■ What is being asked
Repeat exactly the line containing "man's arm, each" and every line after it in the entries, and nothing besides.

■ Records for the exercise
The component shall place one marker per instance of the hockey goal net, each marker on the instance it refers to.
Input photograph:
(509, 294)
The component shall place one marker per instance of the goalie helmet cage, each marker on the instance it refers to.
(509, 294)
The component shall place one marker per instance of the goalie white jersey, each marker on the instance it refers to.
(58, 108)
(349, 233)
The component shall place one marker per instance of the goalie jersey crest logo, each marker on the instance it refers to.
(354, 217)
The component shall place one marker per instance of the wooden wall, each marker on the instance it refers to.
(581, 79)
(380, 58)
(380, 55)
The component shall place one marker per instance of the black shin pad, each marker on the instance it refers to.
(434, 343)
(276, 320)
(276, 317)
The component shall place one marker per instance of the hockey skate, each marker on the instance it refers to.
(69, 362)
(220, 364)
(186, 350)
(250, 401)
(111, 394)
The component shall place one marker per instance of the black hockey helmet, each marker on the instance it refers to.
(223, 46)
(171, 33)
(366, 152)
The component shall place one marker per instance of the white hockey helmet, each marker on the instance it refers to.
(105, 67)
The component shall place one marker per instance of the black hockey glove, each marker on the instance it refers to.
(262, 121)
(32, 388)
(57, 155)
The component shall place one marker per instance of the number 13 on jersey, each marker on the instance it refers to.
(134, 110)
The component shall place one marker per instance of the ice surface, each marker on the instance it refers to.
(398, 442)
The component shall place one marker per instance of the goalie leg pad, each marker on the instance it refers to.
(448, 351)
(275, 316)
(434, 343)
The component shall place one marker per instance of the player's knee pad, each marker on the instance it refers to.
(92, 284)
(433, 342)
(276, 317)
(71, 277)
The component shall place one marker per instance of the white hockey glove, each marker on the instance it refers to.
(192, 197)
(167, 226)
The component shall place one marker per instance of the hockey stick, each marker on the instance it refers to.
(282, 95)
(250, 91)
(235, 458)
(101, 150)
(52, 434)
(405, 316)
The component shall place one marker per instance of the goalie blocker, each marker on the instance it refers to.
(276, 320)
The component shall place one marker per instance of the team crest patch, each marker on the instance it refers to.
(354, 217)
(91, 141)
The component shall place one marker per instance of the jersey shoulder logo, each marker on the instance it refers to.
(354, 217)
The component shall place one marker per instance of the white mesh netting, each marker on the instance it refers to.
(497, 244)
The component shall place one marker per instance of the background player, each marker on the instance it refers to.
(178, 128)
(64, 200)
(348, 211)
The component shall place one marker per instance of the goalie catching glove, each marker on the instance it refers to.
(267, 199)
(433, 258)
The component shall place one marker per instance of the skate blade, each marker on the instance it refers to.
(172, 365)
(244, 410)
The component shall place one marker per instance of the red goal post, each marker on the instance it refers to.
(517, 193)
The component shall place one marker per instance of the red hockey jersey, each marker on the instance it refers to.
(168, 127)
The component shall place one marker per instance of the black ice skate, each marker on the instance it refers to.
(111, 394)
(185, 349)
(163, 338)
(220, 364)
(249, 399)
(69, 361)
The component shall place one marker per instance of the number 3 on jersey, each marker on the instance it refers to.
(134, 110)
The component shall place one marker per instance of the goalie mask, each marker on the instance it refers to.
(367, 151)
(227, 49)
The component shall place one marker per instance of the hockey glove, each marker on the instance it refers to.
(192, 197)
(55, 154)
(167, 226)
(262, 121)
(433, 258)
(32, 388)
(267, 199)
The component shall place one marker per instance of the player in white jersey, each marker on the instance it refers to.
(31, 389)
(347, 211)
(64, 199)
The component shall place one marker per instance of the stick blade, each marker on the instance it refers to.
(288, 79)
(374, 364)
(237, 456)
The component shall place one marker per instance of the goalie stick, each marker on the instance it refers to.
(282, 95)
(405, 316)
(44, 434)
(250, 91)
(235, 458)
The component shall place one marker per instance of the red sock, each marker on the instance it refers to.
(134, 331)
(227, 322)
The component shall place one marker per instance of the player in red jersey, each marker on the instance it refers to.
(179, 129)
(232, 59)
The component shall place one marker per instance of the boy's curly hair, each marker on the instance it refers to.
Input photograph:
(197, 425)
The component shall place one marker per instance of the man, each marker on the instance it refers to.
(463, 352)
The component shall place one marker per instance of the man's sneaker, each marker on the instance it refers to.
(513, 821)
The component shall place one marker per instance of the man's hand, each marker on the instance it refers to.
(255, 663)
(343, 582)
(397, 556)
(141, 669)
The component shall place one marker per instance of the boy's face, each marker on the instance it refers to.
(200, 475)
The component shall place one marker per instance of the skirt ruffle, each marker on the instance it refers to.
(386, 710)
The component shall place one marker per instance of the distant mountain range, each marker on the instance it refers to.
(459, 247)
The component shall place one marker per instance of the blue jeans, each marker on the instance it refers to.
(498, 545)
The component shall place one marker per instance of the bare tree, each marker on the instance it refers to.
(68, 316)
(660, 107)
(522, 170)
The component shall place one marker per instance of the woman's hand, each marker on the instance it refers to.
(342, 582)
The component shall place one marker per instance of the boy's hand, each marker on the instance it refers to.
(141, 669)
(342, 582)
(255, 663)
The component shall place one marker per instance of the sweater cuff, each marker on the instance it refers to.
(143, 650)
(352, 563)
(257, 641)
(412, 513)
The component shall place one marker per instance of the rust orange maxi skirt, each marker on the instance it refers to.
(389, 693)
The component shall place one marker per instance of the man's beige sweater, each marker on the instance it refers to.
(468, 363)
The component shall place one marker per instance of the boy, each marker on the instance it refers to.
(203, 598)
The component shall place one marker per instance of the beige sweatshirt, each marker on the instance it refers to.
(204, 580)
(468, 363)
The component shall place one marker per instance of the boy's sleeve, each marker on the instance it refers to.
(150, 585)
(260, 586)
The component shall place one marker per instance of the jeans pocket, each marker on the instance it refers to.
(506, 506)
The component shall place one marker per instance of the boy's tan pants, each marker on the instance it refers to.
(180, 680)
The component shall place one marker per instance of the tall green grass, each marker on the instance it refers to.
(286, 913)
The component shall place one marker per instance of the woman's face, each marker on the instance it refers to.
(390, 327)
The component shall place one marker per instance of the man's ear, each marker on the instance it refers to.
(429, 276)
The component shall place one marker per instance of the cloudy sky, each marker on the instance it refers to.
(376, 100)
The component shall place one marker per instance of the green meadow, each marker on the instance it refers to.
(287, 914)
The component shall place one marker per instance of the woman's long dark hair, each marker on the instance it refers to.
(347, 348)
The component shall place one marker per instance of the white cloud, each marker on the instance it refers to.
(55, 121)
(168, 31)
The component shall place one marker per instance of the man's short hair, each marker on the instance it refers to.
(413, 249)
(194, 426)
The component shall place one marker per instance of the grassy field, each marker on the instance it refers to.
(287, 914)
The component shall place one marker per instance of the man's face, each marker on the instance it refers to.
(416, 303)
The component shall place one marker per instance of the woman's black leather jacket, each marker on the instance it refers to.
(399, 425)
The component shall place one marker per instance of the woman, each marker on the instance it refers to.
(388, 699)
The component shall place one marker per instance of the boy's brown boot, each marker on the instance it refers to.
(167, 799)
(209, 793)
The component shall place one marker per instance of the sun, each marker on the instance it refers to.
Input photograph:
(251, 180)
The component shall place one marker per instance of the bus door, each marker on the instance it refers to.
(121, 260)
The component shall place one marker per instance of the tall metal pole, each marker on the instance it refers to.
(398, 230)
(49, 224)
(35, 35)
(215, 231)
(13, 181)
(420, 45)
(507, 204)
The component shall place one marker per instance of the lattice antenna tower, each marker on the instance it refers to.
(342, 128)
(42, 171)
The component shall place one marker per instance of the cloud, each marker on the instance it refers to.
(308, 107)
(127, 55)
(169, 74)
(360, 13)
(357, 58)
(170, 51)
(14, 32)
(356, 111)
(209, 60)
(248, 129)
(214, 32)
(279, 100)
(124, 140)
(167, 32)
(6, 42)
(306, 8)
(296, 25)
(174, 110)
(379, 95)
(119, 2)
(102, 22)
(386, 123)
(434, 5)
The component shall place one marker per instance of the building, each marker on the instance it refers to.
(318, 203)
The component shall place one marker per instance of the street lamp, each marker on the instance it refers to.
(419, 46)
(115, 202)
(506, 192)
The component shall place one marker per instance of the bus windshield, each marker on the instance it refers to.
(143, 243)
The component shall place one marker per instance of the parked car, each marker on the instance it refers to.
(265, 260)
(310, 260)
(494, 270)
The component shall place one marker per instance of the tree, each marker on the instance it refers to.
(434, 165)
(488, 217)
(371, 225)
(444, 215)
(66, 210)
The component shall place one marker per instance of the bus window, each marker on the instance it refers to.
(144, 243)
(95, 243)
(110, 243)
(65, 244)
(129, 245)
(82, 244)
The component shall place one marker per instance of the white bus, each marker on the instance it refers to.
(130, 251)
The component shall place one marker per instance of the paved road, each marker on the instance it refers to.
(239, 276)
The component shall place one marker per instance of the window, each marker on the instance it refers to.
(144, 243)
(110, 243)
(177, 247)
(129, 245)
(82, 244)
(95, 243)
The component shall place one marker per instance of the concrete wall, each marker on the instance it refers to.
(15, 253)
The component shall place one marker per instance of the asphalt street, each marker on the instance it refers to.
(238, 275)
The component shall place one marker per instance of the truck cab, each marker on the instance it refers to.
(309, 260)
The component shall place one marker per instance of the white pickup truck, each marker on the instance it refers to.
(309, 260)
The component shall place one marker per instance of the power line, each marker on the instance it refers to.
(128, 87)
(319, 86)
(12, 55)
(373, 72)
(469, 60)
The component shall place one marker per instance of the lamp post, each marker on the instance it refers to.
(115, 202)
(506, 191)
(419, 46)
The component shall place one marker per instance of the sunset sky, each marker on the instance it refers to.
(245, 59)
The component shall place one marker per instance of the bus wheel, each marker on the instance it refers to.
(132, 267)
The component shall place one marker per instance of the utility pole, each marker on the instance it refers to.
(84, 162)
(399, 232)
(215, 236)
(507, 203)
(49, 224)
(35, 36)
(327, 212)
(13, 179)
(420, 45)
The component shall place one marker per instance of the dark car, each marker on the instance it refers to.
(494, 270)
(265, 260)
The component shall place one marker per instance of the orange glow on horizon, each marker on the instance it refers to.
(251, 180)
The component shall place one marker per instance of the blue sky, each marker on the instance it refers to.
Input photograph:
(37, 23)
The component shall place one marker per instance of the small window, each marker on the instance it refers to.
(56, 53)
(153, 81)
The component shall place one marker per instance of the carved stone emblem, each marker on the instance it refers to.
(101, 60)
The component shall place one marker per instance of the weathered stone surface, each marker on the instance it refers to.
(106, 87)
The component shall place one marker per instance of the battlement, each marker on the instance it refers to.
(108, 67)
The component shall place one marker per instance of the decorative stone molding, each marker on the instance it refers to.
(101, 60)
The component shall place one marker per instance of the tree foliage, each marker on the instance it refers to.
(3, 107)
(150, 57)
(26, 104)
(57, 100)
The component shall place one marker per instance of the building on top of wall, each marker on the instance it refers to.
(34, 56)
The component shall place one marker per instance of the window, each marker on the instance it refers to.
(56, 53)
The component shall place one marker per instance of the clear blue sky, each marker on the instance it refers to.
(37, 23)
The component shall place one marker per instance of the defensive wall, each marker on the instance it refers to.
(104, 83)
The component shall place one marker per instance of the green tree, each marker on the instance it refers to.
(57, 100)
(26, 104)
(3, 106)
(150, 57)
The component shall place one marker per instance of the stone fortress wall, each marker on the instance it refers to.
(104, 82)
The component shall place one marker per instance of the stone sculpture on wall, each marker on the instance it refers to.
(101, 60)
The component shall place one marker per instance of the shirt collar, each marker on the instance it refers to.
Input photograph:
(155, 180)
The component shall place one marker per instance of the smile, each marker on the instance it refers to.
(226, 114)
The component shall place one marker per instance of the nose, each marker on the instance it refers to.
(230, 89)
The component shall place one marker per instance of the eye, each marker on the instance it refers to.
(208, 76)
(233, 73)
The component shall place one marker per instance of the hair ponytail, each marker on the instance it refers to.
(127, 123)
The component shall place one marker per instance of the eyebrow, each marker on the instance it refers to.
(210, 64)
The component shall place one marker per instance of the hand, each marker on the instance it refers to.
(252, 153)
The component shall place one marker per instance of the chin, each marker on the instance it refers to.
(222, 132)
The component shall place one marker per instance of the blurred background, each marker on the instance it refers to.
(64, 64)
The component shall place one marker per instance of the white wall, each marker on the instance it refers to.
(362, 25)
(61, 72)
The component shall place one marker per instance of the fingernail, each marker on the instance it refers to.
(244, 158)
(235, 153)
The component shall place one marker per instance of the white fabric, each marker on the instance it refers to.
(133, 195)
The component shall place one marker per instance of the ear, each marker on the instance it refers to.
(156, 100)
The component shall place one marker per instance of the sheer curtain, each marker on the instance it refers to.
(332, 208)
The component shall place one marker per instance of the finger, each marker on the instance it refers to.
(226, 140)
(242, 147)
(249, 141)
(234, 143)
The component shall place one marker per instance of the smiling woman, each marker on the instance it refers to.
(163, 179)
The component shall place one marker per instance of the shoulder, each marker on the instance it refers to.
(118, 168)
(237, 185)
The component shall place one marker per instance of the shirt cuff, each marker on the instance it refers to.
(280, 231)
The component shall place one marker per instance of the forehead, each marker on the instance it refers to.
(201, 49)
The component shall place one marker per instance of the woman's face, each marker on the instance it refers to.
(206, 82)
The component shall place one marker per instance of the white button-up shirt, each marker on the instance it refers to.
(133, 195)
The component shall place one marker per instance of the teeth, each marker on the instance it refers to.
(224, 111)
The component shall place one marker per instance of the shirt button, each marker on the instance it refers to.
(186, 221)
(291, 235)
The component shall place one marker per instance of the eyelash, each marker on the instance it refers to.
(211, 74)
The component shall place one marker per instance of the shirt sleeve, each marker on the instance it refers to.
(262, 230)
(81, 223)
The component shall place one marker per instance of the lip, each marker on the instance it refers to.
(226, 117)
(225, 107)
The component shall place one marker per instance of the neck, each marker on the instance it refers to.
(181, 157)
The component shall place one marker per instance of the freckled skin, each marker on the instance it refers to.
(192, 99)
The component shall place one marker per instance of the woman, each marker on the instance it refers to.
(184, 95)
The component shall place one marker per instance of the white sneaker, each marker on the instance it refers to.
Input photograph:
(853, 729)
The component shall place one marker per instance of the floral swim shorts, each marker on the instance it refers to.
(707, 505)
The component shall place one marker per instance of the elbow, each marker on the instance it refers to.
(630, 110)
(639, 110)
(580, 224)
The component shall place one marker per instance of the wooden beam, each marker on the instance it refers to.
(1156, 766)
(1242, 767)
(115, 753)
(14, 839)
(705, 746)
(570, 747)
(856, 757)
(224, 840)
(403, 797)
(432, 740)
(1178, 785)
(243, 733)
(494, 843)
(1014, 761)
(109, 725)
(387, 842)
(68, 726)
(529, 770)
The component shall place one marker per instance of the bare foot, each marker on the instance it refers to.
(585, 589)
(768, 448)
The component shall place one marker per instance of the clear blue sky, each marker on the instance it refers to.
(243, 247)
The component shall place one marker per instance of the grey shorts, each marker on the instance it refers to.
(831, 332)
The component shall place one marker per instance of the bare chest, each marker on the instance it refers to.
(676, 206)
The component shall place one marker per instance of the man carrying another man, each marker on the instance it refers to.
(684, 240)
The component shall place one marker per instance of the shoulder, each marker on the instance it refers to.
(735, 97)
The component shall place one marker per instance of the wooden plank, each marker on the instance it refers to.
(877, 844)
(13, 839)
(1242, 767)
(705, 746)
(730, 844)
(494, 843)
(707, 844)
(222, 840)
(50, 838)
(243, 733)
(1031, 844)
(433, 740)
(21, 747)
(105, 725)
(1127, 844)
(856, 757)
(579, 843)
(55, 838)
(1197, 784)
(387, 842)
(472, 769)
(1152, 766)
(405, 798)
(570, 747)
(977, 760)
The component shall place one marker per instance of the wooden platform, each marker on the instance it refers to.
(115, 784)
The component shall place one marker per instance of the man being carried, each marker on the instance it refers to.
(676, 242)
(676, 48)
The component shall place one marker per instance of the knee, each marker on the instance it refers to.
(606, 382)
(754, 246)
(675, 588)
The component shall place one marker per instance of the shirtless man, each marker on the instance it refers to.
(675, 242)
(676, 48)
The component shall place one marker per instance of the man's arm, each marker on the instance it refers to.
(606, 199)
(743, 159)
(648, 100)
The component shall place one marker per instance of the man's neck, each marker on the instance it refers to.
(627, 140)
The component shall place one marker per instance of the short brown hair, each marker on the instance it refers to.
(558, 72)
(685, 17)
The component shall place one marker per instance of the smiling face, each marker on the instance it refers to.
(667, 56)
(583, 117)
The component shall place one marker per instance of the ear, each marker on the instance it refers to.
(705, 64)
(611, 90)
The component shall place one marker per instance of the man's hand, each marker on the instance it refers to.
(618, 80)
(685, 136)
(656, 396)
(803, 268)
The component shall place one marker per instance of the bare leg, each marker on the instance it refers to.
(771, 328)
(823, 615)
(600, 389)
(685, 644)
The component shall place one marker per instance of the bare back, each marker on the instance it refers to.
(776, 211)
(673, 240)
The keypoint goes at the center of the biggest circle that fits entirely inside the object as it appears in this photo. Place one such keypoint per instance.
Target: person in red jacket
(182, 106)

■ Task result
The component shall place one marker per instance of the man's arm, each marker on the instance it refers to.
(606, 199)
(743, 159)
(648, 100)
The component shall place one marker per instance of the man's neck, each marker on the instance it refers to.
(627, 140)
The component shall place one marker per instance of the short brown hair, each marker on the instance it refers to.
(558, 72)
(685, 17)
The component shall place one marker per instance of the smiling face, each marker on the instance it refers to.
(667, 56)
(583, 117)
The component shall place one marker per instance of the ear, each marker on the instance it refers to.
(705, 64)
(611, 90)
The component shall place one marker per instance of the man's hand, each marker on the instance it refers to.
(618, 80)
(685, 136)
(656, 396)
(803, 268)
The component shall place one marker per instance of the bare leg, each marker on the instance it refers to.
(771, 328)
(823, 615)
(600, 389)
(685, 644)
The component shall place one marker per instance of the bare back, each marker on the instance it refers to.
(776, 211)
(673, 240)
The keypoint goes at the center of the biggest circle that fits entirely inside the object as it appears in this photo. Place one such keypoint per instance.
Target: person in red jacket
(182, 106)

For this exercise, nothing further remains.